◆ 任务要求: 请接着下文关于 lock_table 死锁的讨论往下写，从其最后一句之后开始续写。

◆ 文章:
:::
把performance_schema打开看看更详细的内容，这两条sql没有看出有什么锁定冲突，但实际上产生了死锁，怀疑数据库bug，修改为rc隔离级别可能会解决问题，执行show index from lock_table 截图给我看下结果

Bughue commented 1 year ago

是不是频繁删除和插入？S锁和X锁打架，mysql的5.7和8本身都有这种问题 https://bugs.mysql.com/bug.php?id=68021 https://bugs.mysql.com/bug.php?id=21356

xqdd commented 1 year ago

把performance_schema打开看看更详细的内容，这两条sql没有看出有什么锁定冲突，但实际上产生了死锁，怀疑数据库bug，修改为rc隔离级别可能会解决问题，执行show index from lock_table 截图给我看下结果

Table	Non_unique	Key_name	Seq_in_index	Column_name	Collation	Sub_part	Packed	Null	Index_type	Visible	Expression
lock_table	0	PRIMARY	1	row_key	A	null	null		BTREE	YES	null
lock_table	1	idx_status	1	status	A	null	null		BTREE	YES	null
lock_table	1	idx_branch_id	1	branch_id	A	null	null		BTREE	YES	null
lock_table	1	idx_xid	1	xid	A	null	null	YES	BTREE	YES	null

xqdd commented 1 year ago

seata server日志发出来

这个日志得申请一下，暂时还导不出来

xqdd commented 1 year ago

是不是频繁删除和插入？S锁和X锁打架，mysql的5.7和8本身都有这种问题 https://bugs.mysql.com/bug.php?id=68021 https://bugs.mysql.com/bug.php?id=21356

最高TPS=2左右，每次全局事务涉及10个表，这样算插入或删除lock_table的QPS=20，不算特别频繁吧？
:::
◆ 数据行:
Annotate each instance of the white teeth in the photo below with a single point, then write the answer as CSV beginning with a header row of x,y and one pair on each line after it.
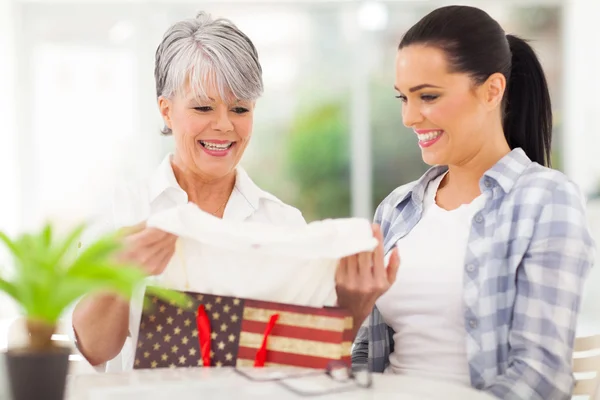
x,y
424,137
216,146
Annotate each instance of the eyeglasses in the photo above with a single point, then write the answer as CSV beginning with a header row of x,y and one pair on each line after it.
x,y
337,377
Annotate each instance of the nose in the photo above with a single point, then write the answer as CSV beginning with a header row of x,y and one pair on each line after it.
x,y
411,115
222,122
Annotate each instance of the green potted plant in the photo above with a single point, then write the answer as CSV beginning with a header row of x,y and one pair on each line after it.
x,y
49,275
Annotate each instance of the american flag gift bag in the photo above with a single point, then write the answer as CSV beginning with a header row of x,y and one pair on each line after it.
x,y
216,331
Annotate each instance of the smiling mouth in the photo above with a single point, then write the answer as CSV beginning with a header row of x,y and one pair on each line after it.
x,y
223,146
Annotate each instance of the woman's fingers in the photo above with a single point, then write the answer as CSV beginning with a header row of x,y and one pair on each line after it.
x,y
393,265
365,269
162,259
341,272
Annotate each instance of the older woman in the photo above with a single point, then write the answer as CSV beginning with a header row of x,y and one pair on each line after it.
x,y
208,78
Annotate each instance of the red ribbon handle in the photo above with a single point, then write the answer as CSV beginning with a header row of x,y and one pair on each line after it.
x,y
203,324
261,354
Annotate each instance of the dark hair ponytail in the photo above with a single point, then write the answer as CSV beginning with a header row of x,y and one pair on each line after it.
x,y
527,118
477,45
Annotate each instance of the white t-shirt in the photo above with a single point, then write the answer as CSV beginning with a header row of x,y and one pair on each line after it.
x,y
136,202
424,306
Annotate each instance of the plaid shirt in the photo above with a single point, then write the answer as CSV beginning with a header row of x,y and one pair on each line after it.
x,y
527,258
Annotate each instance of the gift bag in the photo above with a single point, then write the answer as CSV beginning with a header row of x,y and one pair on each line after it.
x,y
226,331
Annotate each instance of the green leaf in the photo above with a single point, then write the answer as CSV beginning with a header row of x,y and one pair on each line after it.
x,y
9,289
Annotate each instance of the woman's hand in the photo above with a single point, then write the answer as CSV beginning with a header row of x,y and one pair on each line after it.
x,y
362,278
150,248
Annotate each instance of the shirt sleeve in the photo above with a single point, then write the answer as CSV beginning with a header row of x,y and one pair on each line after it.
x,y
549,285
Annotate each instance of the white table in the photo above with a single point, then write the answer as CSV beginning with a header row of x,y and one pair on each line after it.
x,y
217,383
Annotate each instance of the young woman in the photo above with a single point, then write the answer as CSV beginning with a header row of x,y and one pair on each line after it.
x,y
494,247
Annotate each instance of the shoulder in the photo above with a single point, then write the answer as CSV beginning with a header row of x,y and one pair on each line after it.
x,y
398,199
278,212
267,207
130,201
547,187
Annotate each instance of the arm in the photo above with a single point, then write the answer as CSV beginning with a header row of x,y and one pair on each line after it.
x,y
549,284
101,325
360,349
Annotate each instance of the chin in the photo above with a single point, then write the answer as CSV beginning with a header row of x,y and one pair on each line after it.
x,y
215,170
432,159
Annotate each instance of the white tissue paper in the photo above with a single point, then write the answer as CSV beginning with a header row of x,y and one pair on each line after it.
x,y
259,261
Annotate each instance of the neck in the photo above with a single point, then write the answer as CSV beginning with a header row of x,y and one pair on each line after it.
x,y
464,177
210,194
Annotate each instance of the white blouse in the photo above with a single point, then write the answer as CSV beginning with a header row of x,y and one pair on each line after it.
x,y
136,202
424,306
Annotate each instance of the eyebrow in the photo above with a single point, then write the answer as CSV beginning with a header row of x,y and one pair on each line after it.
x,y
419,87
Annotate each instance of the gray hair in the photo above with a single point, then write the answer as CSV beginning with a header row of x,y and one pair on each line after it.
x,y
205,52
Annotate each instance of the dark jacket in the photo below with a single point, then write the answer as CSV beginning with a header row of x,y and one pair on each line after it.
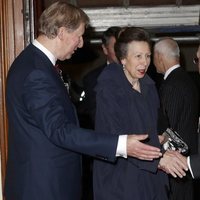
x,y
120,109
45,141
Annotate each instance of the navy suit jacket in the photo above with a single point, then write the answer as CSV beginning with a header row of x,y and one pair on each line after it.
x,y
45,141
195,165
180,104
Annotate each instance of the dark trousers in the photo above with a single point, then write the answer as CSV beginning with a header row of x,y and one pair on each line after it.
x,y
181,189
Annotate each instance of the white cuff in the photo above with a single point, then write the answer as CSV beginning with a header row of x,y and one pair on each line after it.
x,y
189,166
122,146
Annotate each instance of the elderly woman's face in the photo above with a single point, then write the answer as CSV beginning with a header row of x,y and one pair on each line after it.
x,y
137,59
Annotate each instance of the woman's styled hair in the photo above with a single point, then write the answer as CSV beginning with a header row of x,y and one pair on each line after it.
x,y
61,14
126,36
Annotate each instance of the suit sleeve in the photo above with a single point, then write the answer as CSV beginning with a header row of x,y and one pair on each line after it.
x,y
195,165
45,101
110,116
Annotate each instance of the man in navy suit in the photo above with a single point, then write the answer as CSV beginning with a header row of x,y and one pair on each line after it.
x,y
179,102
45,140
192,161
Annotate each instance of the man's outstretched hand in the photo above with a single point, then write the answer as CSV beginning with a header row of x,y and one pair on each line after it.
x,y
137,149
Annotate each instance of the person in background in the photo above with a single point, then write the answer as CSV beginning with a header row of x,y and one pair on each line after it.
x,y
127,101
90,80
179,106
45,141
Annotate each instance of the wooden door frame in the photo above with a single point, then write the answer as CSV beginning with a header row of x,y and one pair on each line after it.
x,y
11,44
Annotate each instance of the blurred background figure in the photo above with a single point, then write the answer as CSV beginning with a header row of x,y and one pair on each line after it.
x,y
90,80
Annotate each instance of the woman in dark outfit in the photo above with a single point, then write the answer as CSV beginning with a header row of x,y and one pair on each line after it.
x,y
127,101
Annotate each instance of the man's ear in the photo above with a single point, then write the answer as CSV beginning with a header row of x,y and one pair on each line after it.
x,y
105,51
61,32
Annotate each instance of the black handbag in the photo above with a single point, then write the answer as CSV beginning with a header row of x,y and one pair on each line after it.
x,y
174,141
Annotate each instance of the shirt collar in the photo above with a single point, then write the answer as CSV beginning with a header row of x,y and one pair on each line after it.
x,y
170,70
45,51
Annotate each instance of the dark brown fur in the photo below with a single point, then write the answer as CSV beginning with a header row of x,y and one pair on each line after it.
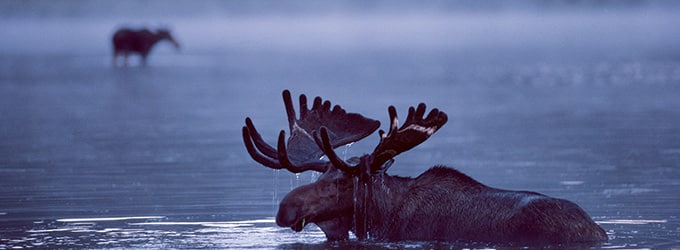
x,y
440,204
127,41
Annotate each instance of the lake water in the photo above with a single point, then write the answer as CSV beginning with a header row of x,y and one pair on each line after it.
x,y
580,104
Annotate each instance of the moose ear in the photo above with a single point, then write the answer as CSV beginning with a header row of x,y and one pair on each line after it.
x,y
342,127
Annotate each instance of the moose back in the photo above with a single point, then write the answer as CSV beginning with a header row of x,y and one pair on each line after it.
x,y
127,41
441,204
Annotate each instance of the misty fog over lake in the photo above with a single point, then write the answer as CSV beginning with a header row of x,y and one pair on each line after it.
x,y
573,99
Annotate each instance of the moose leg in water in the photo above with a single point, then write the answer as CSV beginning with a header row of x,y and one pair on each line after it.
x,y
441,204
127,41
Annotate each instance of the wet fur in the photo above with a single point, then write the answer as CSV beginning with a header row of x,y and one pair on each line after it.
x,y
442,204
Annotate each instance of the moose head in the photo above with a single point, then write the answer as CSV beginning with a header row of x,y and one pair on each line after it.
x,y
440,204
331,202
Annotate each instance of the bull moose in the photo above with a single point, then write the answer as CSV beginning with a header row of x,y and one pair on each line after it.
x,y
128,41
442,204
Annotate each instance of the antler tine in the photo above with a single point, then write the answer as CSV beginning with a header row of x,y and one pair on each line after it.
x,y
415,130
285,162
259,142
330,153
264,160
290,111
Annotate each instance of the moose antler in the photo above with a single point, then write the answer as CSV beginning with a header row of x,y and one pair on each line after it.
x,y
415,130
302,152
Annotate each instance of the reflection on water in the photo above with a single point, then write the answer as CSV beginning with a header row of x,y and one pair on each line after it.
x,y
157,232
575,105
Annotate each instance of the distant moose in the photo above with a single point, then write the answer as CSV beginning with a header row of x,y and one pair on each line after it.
x,y
442,204
128,41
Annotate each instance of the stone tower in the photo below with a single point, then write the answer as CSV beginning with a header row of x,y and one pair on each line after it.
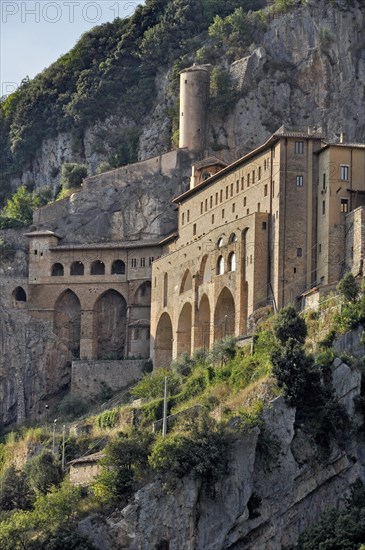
x,y
194,96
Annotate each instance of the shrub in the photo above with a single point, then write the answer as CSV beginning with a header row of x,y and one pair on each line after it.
x,y
348,289
72,406
43,471
203,452
15,491
72,175
288,324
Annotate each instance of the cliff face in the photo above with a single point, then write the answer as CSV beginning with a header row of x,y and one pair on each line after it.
x,y
276,487
307,70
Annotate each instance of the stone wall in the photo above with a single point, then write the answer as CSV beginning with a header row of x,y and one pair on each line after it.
x,y
88,377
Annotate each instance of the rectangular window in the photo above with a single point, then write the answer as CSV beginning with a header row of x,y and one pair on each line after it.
x,y
344,172
299,147
344,206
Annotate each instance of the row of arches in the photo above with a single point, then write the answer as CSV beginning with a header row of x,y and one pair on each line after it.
x,y
96,268
109,321
210,325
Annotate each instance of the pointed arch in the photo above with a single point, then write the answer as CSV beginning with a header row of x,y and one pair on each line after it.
x,y
205,271
224,315
67,321
186,282
163,342
184,330
110,325
203,336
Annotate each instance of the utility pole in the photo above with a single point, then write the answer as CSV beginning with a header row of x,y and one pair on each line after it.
x,y
164,420
54,436
63,447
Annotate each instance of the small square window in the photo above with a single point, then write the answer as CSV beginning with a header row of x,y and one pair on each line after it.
x,y
344,206
299,147
345,172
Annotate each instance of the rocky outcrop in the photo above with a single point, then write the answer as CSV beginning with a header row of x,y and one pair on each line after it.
x,y
276,487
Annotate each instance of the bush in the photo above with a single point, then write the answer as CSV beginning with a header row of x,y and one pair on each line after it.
x,y
203,452
72,175
289,325
72,406
43,471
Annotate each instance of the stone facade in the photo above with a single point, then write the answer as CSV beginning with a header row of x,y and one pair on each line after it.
x,y
264,229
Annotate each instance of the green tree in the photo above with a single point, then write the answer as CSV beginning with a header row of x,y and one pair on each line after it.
x,y
21,205
15,491
72,175
289,325
348,288
44,472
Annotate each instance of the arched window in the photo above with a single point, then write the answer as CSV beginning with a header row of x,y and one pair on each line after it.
x,y
220,265
57,270
165,289
118,267
77,268
232,262
97,268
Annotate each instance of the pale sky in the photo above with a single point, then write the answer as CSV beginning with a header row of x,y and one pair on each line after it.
x,y
34,34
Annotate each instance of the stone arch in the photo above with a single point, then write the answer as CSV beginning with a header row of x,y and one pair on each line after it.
x,y
232,262
184,330
19,297
118,267
186,282
57,270
203,337
224,315
205,271
97,268
142,295
77,268
67,321
163,342
110,324
220,265
165,289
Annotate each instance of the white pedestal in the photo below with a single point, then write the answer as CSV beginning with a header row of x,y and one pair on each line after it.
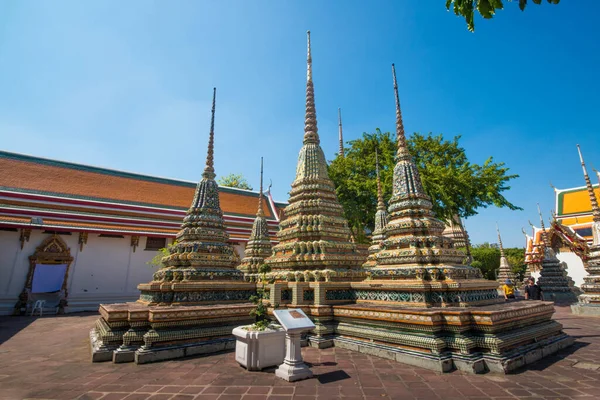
x,y
256,350
293,368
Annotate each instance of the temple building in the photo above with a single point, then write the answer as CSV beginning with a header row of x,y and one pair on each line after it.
x,y
570,232
419,303
111,223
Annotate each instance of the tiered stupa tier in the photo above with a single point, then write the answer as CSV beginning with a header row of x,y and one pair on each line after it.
x,y
553,280
381,220
589,301
314,235
413,234
505,271
201,253
258,247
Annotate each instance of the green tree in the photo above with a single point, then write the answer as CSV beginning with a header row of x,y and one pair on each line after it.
x,y
156,261
485,8
234,180
487,259
456,186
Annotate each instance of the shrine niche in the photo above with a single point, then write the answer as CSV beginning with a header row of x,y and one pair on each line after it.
x,y
48,274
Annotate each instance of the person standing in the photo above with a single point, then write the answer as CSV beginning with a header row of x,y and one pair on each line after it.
x,y
533,291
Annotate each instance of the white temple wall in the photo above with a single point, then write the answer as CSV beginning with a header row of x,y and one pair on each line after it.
x,y
575,268
107,270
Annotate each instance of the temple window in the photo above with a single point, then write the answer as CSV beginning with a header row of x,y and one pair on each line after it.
x,y
154,243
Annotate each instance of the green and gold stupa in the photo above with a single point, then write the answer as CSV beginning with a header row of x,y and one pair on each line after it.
x,y
416,302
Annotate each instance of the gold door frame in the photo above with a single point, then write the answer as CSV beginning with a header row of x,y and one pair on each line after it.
x,y
53,250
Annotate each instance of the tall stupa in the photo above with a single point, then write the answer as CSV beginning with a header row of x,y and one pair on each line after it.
x,y
313,235
589,301
258,247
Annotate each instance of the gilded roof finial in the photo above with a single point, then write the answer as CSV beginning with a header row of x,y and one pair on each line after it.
x,y
500,241
209,169
340,132
260,212
400,136
380,203
590,189
310,121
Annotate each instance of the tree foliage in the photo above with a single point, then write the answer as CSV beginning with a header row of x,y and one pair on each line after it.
x,y
485,8
456,186
156,261
234,180
487,258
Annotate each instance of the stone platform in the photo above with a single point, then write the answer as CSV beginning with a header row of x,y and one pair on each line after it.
x,y
497,338
48,358
590,310
136,332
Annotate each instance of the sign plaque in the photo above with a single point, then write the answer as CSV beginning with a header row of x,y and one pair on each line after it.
x,y
293,320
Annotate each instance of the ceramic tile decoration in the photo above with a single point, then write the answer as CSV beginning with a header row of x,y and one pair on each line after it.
x,y
415,301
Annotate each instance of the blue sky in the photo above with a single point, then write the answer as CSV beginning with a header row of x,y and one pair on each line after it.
x,y
127,85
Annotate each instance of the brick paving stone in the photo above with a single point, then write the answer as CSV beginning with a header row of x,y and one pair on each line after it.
x,y
48,358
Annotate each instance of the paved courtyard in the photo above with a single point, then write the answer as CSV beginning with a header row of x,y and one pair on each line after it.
x,y
48,358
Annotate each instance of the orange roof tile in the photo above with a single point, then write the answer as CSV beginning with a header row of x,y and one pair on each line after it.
x,y
41,175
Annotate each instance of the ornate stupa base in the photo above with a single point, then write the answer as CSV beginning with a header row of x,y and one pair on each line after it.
x,y
137,332
555,283
195,292
497,338
424,324
589,301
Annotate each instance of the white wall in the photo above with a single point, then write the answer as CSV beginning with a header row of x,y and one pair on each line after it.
x,y
107,270
575,267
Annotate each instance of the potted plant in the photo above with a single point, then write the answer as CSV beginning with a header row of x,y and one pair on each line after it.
x,y
261,344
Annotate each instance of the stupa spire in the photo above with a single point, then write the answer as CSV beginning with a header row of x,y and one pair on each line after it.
x,y
260,212
413,235
400,135
504,272
259,245
380,203
314,235
500,241
545,239
341,135
590,189
381,221
311,134
209,169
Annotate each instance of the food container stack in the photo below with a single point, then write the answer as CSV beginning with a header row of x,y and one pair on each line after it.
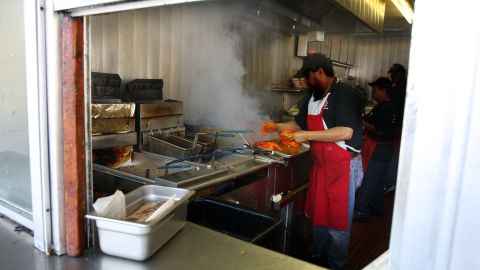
x,y
160,115
113,133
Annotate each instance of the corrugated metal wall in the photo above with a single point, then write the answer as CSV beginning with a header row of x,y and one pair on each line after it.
x,y
164,43
375,55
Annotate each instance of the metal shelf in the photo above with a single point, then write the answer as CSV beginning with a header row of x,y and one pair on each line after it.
x,y
289,90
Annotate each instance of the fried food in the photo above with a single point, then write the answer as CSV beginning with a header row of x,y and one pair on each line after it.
x,y
291,144
273,146
268,127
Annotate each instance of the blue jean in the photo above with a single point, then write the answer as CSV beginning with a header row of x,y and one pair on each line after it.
x,y
333,244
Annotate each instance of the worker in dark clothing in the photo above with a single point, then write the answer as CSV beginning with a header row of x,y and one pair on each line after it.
x,y
398,74
331,121
377,151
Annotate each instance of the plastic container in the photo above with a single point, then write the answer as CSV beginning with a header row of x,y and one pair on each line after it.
x,y
106,86
144,90
138,241
232,219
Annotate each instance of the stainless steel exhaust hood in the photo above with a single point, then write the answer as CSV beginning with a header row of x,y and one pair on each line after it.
x,y
370,12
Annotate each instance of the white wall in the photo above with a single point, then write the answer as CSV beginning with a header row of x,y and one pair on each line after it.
x,y
13,102
14,151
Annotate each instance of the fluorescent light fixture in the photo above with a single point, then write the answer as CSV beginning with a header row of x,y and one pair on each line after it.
x,y
404,7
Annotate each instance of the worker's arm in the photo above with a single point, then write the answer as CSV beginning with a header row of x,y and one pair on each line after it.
x,y
330,135
290,125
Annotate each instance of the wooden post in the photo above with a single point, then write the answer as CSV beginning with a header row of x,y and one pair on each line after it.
x,y
73,134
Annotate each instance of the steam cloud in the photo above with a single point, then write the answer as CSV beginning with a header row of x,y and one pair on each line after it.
x,y
217,98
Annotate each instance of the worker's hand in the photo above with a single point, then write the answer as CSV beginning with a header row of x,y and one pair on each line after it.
x,y
268,127
301,136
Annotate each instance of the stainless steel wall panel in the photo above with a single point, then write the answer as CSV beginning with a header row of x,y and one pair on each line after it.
x,y
163,43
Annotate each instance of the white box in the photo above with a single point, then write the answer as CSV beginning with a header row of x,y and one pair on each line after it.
x,y
138,241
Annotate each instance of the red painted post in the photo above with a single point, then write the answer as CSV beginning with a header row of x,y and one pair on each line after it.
x,y
73,134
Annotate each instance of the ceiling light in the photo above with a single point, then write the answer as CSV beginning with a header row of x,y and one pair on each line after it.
x,y
404,7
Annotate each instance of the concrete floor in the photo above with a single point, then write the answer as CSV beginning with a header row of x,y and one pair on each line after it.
x,y
197,247
17,252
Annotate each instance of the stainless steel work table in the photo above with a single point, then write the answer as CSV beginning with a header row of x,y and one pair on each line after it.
x,y
196,247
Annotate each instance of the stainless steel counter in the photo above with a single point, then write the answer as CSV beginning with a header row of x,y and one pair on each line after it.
x,y
196,247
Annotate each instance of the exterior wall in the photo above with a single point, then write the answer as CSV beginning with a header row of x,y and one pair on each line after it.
x,y
13,101
14,147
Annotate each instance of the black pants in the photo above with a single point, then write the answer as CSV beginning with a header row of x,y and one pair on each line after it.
x,y
369,197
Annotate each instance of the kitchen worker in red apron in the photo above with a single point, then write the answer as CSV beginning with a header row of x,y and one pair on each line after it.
:::
◆ 书面回答:
funky-eyes commented 1 year ago

索引看着没问题，大量用户反馈该问题的后续跟进反馈结果是正常了，可能跟mysql版本有关，这个sql是常见的不能再常见的sql了，delete只有一个条件xid，之前的死锁是xid 和in branchid导致的，拆分开后给xid单独加上索引就没这个问题了，你可以先改成rc读已提交为数据库的默认隔离级别来观察一段时间

xqdd commented 1 year ago

索引看着没问题，大量用户反馈该问题的后续跟进反馈结果是正常了，可能跟mysql版本有关，这个sql是常见的不能再常见的sql了，delete只有一个条件xid，之前的死锁是xid 和in branchid导致的，拆分开后给xid单独加上索引就没这个问题了，你可以先改成rc读已提交为数据库的默认隔离级别来观察一段时间

好的，感谢，我再研究一下

xqdd commented 1 year ago

@a364176773 复现了，mysql数据库版本8.0.31，事务隔离级别RR

建表语句

CREATE TABLE `lock_table` (
  `row_key` varchar(512) NOT NULL,
  `xid` varchar(128) DEFAULT NULL,
  PRIMARY KEY (`row_key`),
  KEY `idx_xid` (`xid`)
) ENGINE=InnoDB DEFAULT CHARSET=utf8mb4 COLLATE=utf8mb4_0900_ai_ci

tx:1分支事务注册成功（本地测试数据需要大于等于9条）

insert into lock_table (row_key, xid)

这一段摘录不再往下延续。